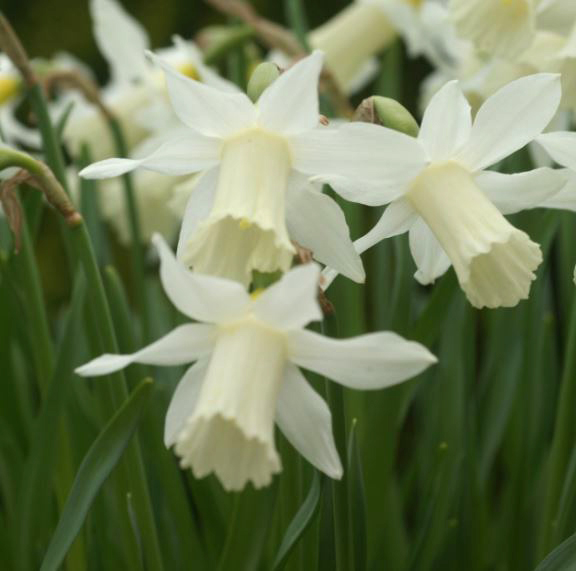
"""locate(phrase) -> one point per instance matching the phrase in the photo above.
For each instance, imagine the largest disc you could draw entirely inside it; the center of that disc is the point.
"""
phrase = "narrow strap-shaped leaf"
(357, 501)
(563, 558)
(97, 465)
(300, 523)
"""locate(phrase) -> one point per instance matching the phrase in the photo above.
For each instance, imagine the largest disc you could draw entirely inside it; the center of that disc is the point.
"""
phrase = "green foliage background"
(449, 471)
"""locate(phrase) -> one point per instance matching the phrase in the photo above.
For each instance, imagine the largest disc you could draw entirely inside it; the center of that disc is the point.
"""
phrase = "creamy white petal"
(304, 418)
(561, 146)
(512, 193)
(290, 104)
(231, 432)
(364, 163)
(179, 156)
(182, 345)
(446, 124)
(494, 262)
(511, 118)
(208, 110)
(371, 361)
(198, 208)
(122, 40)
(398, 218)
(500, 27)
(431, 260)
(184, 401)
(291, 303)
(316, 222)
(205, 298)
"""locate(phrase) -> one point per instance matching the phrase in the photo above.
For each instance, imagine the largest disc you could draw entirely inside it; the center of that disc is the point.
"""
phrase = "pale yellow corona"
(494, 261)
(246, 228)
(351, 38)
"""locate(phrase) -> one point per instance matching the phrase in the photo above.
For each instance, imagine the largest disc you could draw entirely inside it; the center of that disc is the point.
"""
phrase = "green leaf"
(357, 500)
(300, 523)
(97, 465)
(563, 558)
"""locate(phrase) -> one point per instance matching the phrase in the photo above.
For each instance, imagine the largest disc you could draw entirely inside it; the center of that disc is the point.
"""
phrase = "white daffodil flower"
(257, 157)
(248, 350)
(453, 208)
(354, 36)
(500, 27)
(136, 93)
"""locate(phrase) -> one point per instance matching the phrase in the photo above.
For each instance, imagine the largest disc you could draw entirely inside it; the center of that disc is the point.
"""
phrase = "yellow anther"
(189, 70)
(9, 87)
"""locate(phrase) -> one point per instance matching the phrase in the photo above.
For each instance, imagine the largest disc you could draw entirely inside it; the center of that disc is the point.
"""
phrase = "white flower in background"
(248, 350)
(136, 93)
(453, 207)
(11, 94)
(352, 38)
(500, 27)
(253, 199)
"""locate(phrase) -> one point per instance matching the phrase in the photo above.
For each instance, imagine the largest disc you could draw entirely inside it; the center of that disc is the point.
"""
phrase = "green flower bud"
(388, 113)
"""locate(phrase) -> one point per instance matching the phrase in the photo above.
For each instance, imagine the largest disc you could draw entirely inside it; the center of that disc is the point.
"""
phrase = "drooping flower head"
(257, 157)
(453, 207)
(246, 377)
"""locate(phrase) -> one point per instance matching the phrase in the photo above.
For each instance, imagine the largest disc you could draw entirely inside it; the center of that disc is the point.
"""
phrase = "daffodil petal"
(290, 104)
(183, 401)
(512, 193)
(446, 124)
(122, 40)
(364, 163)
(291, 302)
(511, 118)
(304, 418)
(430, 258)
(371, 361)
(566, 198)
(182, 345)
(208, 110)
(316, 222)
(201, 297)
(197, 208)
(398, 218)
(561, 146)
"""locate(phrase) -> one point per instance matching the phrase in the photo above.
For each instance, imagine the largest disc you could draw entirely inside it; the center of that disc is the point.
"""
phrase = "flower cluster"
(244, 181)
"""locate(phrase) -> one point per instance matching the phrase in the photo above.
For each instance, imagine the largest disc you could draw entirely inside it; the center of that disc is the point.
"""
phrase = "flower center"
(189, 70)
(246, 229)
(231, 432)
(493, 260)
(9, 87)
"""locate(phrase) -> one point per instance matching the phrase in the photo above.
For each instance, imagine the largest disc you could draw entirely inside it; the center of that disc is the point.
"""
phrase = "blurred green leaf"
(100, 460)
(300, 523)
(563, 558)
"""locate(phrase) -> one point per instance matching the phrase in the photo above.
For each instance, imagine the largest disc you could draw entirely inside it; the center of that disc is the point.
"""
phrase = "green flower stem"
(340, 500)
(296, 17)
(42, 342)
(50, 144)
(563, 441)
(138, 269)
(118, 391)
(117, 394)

Aim of the exercise
Select and copy every line of the rows above that contains the word "petal".

Task solution
phrase = "creamy white petal"
phrase = "daffodil petal"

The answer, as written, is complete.